## Task objective
Please copy everything from the line containing "of the inca" down to the end of the material below, with "retail shelf audit" replaced by "field survey" and all else unchanged.

START Materials provided

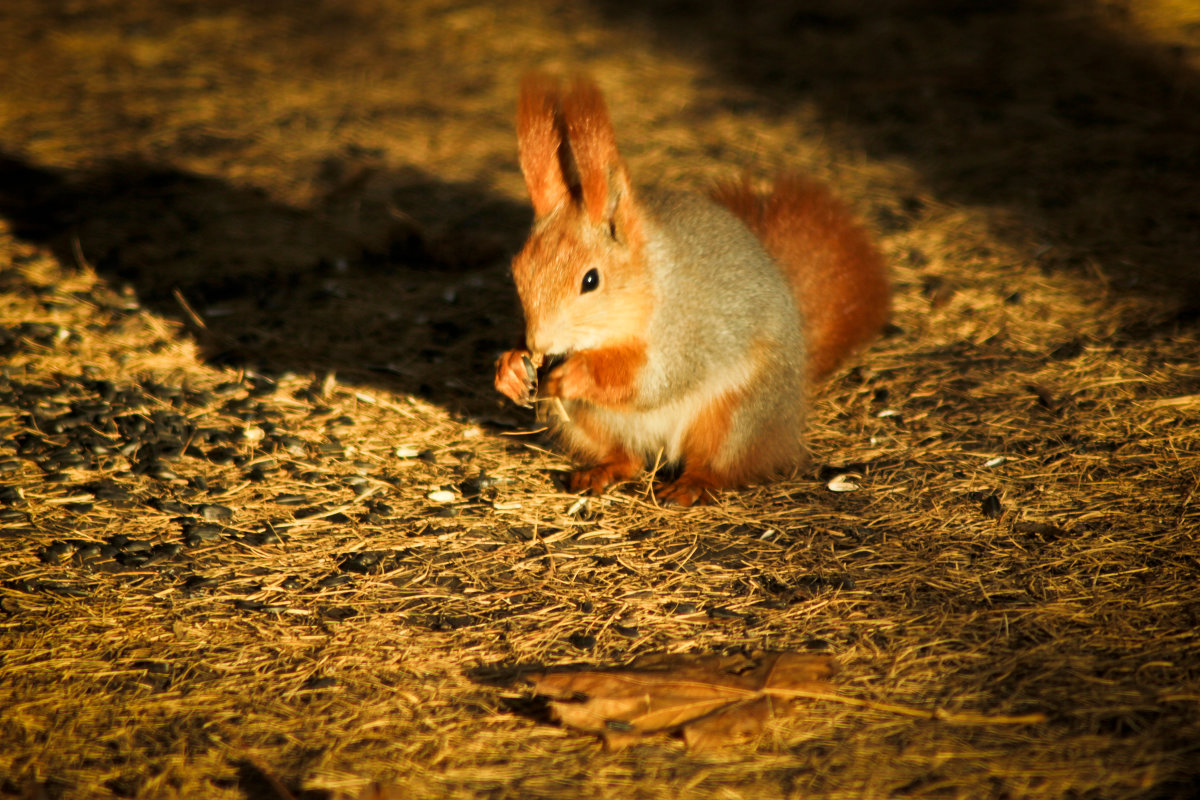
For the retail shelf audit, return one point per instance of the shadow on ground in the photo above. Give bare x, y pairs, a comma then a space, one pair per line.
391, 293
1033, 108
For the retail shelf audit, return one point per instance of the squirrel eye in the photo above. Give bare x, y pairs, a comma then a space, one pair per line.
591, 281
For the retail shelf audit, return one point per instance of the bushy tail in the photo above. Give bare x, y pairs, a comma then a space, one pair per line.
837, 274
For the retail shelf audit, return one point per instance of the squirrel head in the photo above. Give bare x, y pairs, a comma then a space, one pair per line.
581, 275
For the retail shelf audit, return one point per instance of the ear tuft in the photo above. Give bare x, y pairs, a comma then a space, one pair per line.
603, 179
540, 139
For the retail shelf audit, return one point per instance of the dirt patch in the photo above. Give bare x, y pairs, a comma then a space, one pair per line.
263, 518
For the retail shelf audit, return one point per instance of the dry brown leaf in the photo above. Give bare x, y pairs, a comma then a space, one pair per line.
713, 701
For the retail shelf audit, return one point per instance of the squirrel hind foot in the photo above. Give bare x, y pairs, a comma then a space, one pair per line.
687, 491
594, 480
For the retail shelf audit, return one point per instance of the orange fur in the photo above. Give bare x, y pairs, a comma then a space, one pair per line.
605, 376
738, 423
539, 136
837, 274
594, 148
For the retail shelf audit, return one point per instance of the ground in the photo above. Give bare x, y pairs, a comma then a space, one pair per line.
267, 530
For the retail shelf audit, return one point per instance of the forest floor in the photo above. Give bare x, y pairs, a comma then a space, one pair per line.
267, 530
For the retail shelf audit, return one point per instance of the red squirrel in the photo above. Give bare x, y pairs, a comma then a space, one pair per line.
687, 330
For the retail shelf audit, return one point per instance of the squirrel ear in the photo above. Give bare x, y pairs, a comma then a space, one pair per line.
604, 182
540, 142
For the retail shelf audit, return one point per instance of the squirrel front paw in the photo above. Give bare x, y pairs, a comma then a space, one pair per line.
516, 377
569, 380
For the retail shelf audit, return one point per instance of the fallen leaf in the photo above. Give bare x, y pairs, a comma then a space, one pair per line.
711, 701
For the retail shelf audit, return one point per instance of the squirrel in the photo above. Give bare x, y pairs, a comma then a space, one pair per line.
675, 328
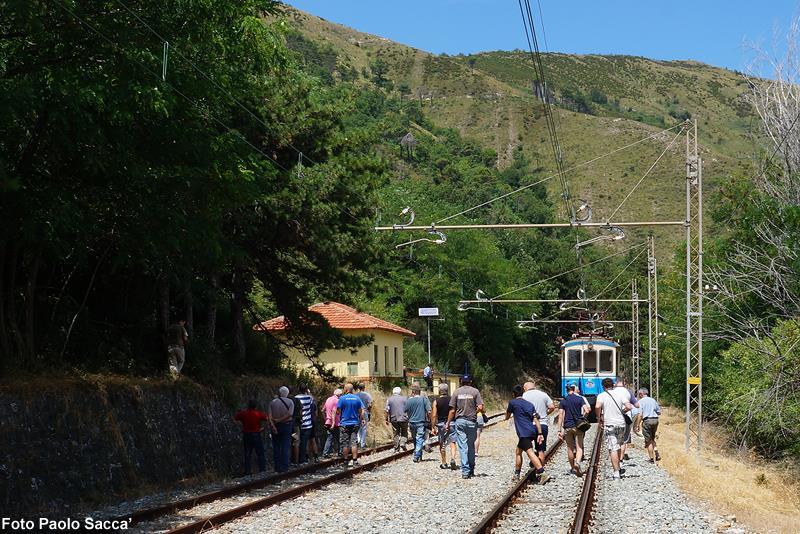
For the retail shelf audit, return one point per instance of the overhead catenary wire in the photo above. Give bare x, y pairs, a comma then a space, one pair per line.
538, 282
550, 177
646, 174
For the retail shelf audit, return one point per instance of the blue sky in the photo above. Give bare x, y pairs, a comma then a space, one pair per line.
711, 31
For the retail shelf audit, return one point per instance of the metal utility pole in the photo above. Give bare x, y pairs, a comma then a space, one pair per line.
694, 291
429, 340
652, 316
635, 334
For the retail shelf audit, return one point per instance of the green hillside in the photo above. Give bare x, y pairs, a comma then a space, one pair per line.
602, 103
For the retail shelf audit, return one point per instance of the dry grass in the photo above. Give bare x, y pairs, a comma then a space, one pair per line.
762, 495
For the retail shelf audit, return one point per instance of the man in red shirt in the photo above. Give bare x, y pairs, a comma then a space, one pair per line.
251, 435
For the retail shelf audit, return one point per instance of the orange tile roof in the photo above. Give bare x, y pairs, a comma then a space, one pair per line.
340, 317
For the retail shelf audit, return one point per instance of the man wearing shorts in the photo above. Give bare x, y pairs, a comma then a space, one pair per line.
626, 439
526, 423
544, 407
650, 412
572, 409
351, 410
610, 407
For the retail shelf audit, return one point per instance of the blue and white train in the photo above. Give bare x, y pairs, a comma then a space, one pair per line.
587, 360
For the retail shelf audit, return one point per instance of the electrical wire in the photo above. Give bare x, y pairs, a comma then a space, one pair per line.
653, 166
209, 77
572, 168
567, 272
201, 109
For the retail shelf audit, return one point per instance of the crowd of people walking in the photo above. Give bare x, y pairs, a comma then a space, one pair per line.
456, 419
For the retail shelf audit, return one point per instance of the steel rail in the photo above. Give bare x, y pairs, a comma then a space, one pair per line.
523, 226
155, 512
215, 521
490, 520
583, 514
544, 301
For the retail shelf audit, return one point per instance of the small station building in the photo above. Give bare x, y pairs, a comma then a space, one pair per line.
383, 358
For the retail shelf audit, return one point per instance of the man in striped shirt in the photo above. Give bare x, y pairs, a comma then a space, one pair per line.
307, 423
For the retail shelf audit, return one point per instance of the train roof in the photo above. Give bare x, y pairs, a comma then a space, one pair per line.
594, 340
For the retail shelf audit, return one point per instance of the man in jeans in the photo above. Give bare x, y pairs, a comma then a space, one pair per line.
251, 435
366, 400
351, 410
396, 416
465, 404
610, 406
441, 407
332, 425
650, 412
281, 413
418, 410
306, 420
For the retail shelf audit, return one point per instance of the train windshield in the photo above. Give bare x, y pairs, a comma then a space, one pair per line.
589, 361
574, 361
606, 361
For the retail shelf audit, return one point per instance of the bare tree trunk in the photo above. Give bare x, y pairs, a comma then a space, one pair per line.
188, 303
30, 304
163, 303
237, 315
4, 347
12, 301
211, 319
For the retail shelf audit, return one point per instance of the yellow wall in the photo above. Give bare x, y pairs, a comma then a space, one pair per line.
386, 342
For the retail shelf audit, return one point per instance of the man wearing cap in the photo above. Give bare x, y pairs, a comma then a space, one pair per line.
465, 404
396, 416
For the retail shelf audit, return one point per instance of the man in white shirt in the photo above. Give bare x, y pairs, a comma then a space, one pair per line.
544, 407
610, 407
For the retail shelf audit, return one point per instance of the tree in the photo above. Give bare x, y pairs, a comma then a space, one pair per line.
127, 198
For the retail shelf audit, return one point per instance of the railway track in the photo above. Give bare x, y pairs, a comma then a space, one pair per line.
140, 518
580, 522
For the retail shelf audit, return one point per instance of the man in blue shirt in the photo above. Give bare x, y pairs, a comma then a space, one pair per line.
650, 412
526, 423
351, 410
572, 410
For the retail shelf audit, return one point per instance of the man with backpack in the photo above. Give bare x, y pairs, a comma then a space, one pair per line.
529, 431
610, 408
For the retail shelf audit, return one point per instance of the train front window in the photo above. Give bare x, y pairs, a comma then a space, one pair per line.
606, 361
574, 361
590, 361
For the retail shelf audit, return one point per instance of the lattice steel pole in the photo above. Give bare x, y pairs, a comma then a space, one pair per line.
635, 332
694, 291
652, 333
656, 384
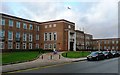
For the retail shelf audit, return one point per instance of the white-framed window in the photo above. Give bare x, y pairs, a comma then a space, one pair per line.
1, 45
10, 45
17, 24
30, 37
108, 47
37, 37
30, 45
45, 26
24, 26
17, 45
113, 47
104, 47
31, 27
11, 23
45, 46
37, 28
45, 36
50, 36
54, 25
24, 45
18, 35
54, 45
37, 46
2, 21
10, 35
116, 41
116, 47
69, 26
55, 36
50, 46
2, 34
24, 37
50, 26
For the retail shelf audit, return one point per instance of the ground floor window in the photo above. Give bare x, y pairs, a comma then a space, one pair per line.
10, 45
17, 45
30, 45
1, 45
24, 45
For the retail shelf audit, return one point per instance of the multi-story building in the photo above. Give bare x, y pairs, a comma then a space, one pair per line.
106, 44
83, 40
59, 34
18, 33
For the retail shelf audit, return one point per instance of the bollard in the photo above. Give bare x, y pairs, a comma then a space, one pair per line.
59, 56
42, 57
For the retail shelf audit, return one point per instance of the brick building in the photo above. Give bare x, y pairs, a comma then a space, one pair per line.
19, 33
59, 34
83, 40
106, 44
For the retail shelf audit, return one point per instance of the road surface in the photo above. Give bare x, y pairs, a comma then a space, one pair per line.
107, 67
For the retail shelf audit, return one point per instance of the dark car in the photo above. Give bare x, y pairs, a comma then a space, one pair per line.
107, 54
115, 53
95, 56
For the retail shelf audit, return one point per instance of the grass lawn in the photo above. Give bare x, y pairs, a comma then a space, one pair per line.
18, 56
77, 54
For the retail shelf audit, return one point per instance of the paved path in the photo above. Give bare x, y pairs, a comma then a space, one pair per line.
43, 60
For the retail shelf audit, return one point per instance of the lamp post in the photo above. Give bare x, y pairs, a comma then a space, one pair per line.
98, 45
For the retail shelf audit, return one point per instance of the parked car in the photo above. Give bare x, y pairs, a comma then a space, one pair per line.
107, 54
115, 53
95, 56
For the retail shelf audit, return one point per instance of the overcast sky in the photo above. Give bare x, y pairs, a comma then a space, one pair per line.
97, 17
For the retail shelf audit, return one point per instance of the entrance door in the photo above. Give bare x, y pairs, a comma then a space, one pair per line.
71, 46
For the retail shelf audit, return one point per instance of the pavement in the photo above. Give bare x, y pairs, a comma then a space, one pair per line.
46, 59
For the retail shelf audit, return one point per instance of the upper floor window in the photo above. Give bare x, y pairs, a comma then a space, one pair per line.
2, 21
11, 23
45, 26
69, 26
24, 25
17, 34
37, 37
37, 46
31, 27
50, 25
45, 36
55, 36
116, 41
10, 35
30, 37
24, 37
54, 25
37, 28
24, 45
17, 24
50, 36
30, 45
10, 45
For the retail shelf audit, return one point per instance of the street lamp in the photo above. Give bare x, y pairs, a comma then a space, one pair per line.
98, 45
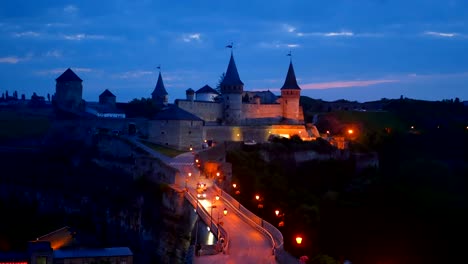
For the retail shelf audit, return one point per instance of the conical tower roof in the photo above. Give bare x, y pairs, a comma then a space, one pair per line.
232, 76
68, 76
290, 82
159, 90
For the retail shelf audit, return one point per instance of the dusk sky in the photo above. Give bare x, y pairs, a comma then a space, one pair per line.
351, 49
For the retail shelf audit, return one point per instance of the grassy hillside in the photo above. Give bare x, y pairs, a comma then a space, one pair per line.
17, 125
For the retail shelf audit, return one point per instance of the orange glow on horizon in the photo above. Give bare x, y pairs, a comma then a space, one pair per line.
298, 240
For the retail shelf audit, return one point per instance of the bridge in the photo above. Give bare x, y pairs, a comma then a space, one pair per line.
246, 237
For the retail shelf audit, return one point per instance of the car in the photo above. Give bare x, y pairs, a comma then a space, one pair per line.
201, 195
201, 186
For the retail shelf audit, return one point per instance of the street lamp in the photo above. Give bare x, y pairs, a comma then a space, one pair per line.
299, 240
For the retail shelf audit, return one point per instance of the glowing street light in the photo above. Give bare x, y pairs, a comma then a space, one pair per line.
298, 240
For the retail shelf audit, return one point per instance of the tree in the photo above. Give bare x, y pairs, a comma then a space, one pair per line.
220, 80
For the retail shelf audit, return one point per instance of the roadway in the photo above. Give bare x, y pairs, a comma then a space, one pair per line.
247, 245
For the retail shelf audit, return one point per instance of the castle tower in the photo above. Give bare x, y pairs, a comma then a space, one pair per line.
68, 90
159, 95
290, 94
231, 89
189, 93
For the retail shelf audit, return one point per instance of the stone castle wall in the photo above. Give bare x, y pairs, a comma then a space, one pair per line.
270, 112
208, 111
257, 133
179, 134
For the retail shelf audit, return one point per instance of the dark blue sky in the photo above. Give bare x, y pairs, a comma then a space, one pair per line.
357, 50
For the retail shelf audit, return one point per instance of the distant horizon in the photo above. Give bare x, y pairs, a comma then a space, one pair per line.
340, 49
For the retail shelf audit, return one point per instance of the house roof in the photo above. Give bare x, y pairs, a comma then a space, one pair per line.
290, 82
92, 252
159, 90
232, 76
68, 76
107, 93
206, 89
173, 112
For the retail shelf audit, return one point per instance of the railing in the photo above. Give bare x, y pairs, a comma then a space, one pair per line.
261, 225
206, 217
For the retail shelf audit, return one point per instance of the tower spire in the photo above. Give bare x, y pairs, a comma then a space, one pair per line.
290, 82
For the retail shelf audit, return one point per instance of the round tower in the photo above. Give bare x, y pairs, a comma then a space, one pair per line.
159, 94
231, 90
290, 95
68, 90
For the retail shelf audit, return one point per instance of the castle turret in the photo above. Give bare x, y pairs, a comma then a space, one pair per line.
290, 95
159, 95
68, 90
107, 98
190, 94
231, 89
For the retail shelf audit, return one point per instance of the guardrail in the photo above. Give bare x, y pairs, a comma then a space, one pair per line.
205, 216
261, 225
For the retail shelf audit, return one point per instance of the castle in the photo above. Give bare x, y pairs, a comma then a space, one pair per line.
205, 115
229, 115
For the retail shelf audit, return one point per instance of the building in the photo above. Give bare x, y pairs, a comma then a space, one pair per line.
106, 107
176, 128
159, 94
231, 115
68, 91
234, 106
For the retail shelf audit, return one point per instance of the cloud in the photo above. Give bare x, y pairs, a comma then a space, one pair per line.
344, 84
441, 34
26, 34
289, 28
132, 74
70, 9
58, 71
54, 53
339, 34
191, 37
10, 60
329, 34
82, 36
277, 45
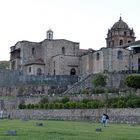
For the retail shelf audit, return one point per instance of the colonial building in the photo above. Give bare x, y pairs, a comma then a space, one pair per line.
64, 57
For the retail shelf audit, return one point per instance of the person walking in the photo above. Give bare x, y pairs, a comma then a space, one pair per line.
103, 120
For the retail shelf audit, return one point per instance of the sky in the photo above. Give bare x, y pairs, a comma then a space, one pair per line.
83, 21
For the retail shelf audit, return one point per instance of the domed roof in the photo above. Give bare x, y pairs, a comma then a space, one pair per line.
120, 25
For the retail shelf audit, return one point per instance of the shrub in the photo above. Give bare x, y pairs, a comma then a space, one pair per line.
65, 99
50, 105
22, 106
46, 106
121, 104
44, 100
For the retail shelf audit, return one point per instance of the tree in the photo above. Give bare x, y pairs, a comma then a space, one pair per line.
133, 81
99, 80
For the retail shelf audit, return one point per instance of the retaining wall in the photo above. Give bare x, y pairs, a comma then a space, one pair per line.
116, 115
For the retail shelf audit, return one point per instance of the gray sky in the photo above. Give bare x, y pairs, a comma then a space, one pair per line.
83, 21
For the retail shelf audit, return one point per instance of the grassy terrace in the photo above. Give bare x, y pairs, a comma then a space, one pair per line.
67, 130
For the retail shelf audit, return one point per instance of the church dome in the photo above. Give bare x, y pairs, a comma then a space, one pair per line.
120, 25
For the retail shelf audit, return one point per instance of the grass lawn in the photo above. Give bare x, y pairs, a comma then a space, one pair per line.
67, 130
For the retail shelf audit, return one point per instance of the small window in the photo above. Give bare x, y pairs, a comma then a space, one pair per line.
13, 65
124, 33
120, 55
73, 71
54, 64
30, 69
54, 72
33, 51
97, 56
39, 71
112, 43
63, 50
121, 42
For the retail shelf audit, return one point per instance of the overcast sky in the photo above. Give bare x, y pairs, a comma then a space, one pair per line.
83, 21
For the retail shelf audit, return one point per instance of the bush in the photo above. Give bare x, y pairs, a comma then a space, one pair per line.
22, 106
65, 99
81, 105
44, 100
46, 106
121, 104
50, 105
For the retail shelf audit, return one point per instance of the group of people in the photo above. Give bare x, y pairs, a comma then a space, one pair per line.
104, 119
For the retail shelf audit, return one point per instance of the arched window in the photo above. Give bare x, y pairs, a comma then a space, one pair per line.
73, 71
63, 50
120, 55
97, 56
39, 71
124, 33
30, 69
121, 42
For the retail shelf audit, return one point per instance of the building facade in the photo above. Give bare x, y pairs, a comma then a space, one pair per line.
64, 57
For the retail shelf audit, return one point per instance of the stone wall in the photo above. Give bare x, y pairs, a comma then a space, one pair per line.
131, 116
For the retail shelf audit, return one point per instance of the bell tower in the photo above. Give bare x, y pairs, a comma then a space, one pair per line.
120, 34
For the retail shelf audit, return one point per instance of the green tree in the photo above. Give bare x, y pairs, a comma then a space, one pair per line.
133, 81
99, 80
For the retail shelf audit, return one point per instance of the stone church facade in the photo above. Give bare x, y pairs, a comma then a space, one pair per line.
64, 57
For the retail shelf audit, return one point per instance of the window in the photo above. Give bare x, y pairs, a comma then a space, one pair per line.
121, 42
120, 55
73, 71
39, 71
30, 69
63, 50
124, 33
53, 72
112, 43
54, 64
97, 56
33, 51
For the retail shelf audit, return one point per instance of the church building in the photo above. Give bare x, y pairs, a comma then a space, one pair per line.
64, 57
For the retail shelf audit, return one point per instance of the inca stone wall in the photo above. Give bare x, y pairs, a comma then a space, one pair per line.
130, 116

END Materials provided

## Solution to the exercise
For the field survey, return one point per instance of the inca stone wall in the photo above. Give bare x, y pairs, a comma then a space, one pair per line.
130, 116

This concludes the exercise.